<<<<

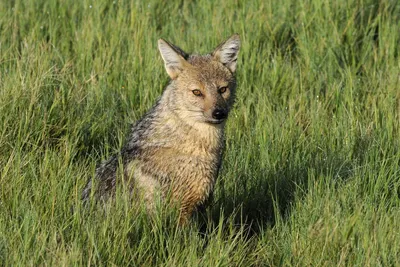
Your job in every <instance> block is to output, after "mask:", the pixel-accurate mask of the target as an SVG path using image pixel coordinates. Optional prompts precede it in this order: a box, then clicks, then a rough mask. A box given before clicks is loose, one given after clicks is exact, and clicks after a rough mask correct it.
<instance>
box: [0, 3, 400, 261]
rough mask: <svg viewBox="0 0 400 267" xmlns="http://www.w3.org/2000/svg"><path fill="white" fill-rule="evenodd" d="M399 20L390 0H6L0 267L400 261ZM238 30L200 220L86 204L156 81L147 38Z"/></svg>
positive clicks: (207, 49) (2, 49)
mask: <svg viewBox="0 0 400 267" xmlns="http://www.w3.org/2000/svg"><path fill="white" fill-rule="evenodd" d="M399 29H400V4H399V3H398V2H397V1H377V0H352V1H344V0H340V1H327V0H319V1H290V0H281V1H269V2H265V1H256V0H255V1H233V0H228V1H223V2H221V3H211V2H209V1H204V0H199V1H170V2H161V1H146V2H145V1H137V2H134V1H121V0H116V1H105V0H98V1H86V0H85V1H72V0H67V1H20V0H15V1H1V2H0V185H1V190H0V265H19V266H25V265H65V266H70V265H119V266H126V265H133V266H150V265H165V266H240V265H241V266H254V265H256V266H288V265H297V266H309V265H311V266H335V265H340V266H345V265H348V266H396V265H397V266H400V220H399V218H400V152H399V151H400V85H399V84H400V55H399V54H400V31H399ZM233 33H239V34H240V35H241V39H242V48H241V51H240V59H239V65H238V75H237V76H238V77H237V78H238V95H237V103H236V105H235V109H234V110H233V112H232V113H231V117H230V119H229V122H228V125H227V129H226V151H225V155H224V162H223V168H222V171H221V173H220V176H219V180H218V183H217V186H216V192H215V200H214V203H213V205H212V206H210V207H209V208H208V212H207V214H208V218H207V224H206V226H204V225H203V226H201V225H202V223H201V220H199V221H197V220H194V221H193V223H192V224H191V225H190V226H189V227H186V228H177V227H176V226H174V225H173V224H171V223H169V215H168V214H165V212H160V213H159V214H158V215H157V219H156V220H153V221H152V222H151V221H150V220H149V219H148V218H147V217H146V214H145V212H143V208H138V207H137V205H134V207H132V206H129V205H128V203H127V201H126V198H124V194H120V195H119V196H118V198H117V201H116V204H115V205H113V206H110V207H109V208H107V209H106V210H105V211H100V210H97V209H96V208H93V209H84V208H83V207H82V205H81V202H80V194H81V191H82V188H83V186H84V184H85V183H86V181H87V179H88V178H89V177H92V175H93V173H94V168H95V166H96V163H98V162H99V161H101V160H102V159H105V158H107V157H108V156H109V155H110V154H112V153H114V152H115V151H117V150H118V149H119V148H120V147H121V146H122V145H123V143H124V140H125V137H126V135H127V133H128V130H129V124H130V123H133V122H134V121H135V120H137V119H138V118H140V116H141V115H142V114H143V113H144V112H145V111H146V110H147V109H148V108H149V107H151V106H152V104H153V103H154V101H155V99H156V98H157V97H158V96H159V95H160V93H161V92H162V89H163V86H164V85H165V84H166V82H167V80H168V79H167V74H166V73H165V70H164V67H163V64H162V60H161V57H160V55H159V54H158V50H157V47H156V43H157V39H158V38H161V37H162V38H166V39H167V40H170V41H171V42H173V43H176V44H177V45H180V46H181V47H182V48H183V49H185V50H187V51H196V52H200V53H206V52H210V51H211V50H212V49H213V48H214V47H215V46H216V45H217V44H218V43H219V42H221V41H222V40H224V39H225V38H227V37H228V36H230V35H231V34H233ZM71 207H74V212H71Z"/></svg>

>>>>

Task details - For this exercise, copy the entries above exactly and skip any picture.

Answer to this exercise -
Your job in every <instance> block is to output, after "mask:", the pixel-accurate mask of the target as an SVG path using image pixel coordinates. Optional prompts precede it in this order: a box, then clicks, then a rough mask. A box given before clicks is loose, one given after clicks is exact, and clicks after a rough mask correct it.
<instance>
box: [0, 3, 400, 261]
rough mask: <svg viewBox="0 0 400 267" xmlns="http://www.w3.org/2000/svg"><path fill="white" fill-rule="evenodd" d="M399 20L390 0H6L0 267L400 261ZM238 30L200 220L86 204L156 81L147 38Z"/></svg>
positive clicks: (207, 49) (2, 49)
mask: <svg viewBox="0 0 400 267" xmlns="http://www.w3.org/2000/svg"><path fill="white" fill-rule="evenodd" d="M399 29H400V4H399V3H398V2H397V1H377V0H352V1H344V0H340V1H327V0H319V1H290V0H281V1H269V2H265V1H256V0H255V1H233V0H228V1H223V2H221V3H211V2H209V1H204V0H199V1H170V2H161V1H146V2H145V1H137V2H134V1H121V0H116V1H105V0H98V1H86V0H85V1H72V0H67V1H20V0H15V1H1V2H0V185H1V190H0V265H19V266H25V265H65V266H70V265H119V266H126V265H133V266H150V265H165V266H240V265H241V266H254V265H256V266H288V265H297V266H309V265H311V266H335V265H340V266H345V265H348V266H396V265H397V266H400V220H399V218H400V152H399V151H400V85H399V84H400V55H399V54H400V31H399ZM233 33H239V34H240V35H241V39H242V48H241V51H240V59H239V65H238V75H237V76H238V77H237V78H238V95H237V103H236V105H235V109H234V110H233V112H232V113H231V117H230V119H229V122H228V125H227V129H226V151H225V155H224V162H223V168H222V171H221V173H220V176H219V180H218V183H217V186H216V192H215V200H214V203H213V205H212V206H210V207H209V208H208V212H207V214H208V218H207V224H206V226H204V225H203V226H201V225H202V223H201V220H199V221H197V220H194V221H193V223H192V224H191V225H190V226H189V227H186V228H177V227H176V226H174V225H173V224H171V223H169V215H168V214H165V212H160V213H159V214H158V215H157V219H156V220H153V221H152V222H151V221H150V220H149V219H148V218H147V217H146V214H145V212H143V208H138V207H137V205H134V207H132V206H129V205H128V203H127V201H126V198H124V194H120V195H119V196H118V198H117V201H116V204H115V205H113V206H110V207H109V208H107V209H106V210H105V211H100V210H97V209H96V208H93V209H84V208H83V207H82V205H81V202H80V194H81V191H82V188H83V186H84V184H85V183H86V181H87V179H88V178H89V177H92V175H93V173H94V168H95V166H96V163H98V162H99V161H101V160H102V159H105V158H107V157H108V156H109V155H110V154H112V153H114V152H115V151H117V150H118V149H119V148H120V147H121V146H122V145H123V143H124V140H125V137H126V135H127V133H128V130H129V124H130V123H133V122H134V121H135V120H137V119H138V118H140V116H141V115H142V114H143V113H144V112H145V111H146V110H147V109H148V108H149V107H151V106H152V104H153V103H154V101H155V99H156V98H157V97H158V96H159V95H160V93H161V92H162V89H163V86H164V85H165V84H166V82H167V80H168V79H167V74H166V73H165V70H164V67H163V64H162V60H161V57H160V55H159V54H158V50H157V47H156V43H157V39H158V38H161V37H162V38H166V39H167V40H170V41H171V42H173V43H176V44H177V45H180V46H181V47H182V48H183V49H185V50H187V51H196V52H200V53H206V52H210V51H211V50H212V49H213V48H214V47H215V46H216V45H217V44H218V43H219V42H221V41H222V40H224V39H225V38H227V37H228V36H230V35H231V34H233ZM71 207H74V212H71Z"/></svg>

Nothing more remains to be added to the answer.